### Written instruction 1
Reproduce the bootstrap loop passage starting at "Affiliation" and ending at "accountable human decision.", substituting "acceptance criterion" for "evidence standard".

Appendix A — Bootstrapping an Architecture 2.0 Workflow

Author

Affiliation

Harvard John A. Paulson School of Engineering and Applied Sciences

Published

June 25, 2026

The smallest useful Architecture 2.0 workflow is not “install an agent.” It is an explicit loop with a task, representation, tool wrapper, method role, evidence standard, and human accept/reject decision. The first loop should be small enough to inspect, cheap enough to run repeatedly, and constrained enough that failure is informative.

Bootstrap loop. A bootstrap loop is the smallest credible Architecture 2.0 workflow: one bounded task, one representation, one tool interface, one method role, one evidence standard, and one accountable human decision.

The goal of this appendix is to help a reader start without overbuilding. A large agentic research harness may eventually include many tools, critics, planners, datasets, dashboards, and review steps. That is not the first move. The first move is a bounded loop that can produce a trace another architect can read.

Figure A.1 gives the bootstrap pattern. It is deliberately minimal: choose one task, one representation, one tool wrapper, one method role, one set of evidence and rejection gates, and one decision owner. If that small loop cannot reject a result, a larger version will only hide the problem.

### Written instruction 2
Convert the data entries into a Markdown table with the columns Row and Entry line. Begin at the first line of the data entries and end at the line containing "146], [78, 171]]", include both of those lines, give each line a row number, and leave out blank lines.

Data entries
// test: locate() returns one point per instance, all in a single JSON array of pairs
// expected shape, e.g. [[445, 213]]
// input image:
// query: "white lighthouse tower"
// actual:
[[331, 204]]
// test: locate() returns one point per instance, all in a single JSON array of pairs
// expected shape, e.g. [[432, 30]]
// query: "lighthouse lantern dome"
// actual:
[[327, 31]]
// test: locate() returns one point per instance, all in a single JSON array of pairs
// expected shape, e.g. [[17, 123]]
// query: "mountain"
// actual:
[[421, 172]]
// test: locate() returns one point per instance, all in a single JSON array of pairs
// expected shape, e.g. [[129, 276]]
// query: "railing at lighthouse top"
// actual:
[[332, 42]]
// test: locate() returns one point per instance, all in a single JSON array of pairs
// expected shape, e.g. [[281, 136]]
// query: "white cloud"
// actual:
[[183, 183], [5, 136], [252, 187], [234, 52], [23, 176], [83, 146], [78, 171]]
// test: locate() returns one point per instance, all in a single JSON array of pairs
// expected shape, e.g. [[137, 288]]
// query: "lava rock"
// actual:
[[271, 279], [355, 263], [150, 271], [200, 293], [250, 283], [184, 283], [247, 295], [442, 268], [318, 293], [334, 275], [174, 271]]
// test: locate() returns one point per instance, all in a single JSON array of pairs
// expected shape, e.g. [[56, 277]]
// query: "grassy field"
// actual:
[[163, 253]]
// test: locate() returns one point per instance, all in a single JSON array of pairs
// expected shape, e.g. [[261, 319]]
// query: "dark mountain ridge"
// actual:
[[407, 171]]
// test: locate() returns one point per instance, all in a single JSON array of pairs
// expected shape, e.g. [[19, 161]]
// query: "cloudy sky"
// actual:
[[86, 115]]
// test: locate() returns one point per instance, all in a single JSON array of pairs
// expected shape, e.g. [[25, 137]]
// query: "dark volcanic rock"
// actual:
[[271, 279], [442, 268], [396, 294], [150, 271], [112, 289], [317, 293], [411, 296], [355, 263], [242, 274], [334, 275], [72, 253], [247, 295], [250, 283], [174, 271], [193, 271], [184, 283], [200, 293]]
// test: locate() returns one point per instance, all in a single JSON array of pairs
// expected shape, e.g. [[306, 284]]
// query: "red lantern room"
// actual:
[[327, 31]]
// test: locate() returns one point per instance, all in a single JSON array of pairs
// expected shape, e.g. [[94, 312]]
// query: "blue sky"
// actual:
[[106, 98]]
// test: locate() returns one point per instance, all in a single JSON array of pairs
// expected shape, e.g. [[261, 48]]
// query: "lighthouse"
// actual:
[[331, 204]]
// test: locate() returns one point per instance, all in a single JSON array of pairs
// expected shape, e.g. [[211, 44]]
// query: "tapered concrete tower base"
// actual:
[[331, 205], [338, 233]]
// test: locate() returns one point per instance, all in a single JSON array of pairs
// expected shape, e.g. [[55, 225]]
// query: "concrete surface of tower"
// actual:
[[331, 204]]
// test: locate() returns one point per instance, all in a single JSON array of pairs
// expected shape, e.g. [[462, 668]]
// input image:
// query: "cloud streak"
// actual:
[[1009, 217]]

### Task result 1
Affiliation

Harvard John A. Paulson School of Engineering and Applied Sciences

Published

June 25, 2026

The smallest useful Architecture 2.0 workflow is not “install an agent.” It is an explicit loop with a task, representation, tool wrapper, method role, acceptance criterion, and human accept/reject decision. The first loop should be small enough to inspect, cheap enough to run repeatedly, and constrained enough that failure is informative.

Bootstrap loop. A bootstrap loop is the smallest credible Architecture 2.0 workflow: one bounded task, one representation, one tool interface, one method role, one acceptance criterion, and one accountable human decision.

### Task result 2
| Row | Entry line |
|---|---|
| 1 | // test: locate() returns one point per instance, all in a single JSON array of pairs |
| 2 | // expected shape, e.g. [[445, 213]] |
| 3 | // input image: |
| 4 | // query: "white lighthouse tower" |
| 5 | // actual: |
| 6 | [[331, 204]] |
| 7 | // test: locate() returns one point per instance, all in a single JSON array of pairs |
| 8 | // expected shape, e.g. [[432, 30]] |
| 9 | // query: "lighthouse lantern dome" |
| 10 | // actual: |
| 11 | [[327, 31]] |
| 12 | // test: locate() returns one point per instance, all in a single JSON array of pairs |
| 13 | // expected shape, e.g. [[17, 123]] |
| 14 | // query: "mountain" |
| 15 | // actual: |
| 16 | [[421, 172]] |
| 17 | // test: locate() returns one point per instance, all in a single JSON array of pairs |
| 18 | // expected shape, e.g. [[129, 276]] |
| 19 | // query: "railing at lighthouse top" |
| 20 | // actual: |
| 21 | [[332, 42]] |
| 22 | // test: locate() returns one point per instance, all in a single JSON array of pairs |
| 23 | // expected shape, e.g. [[281, 136]] |
| 24 | // query: "white cloud" |
| 25 | // actual: |
| 26 | [[183, 183], [5, 136], [252, 187], [234, 52], [23, 176], [83, 146], [78, 171]] |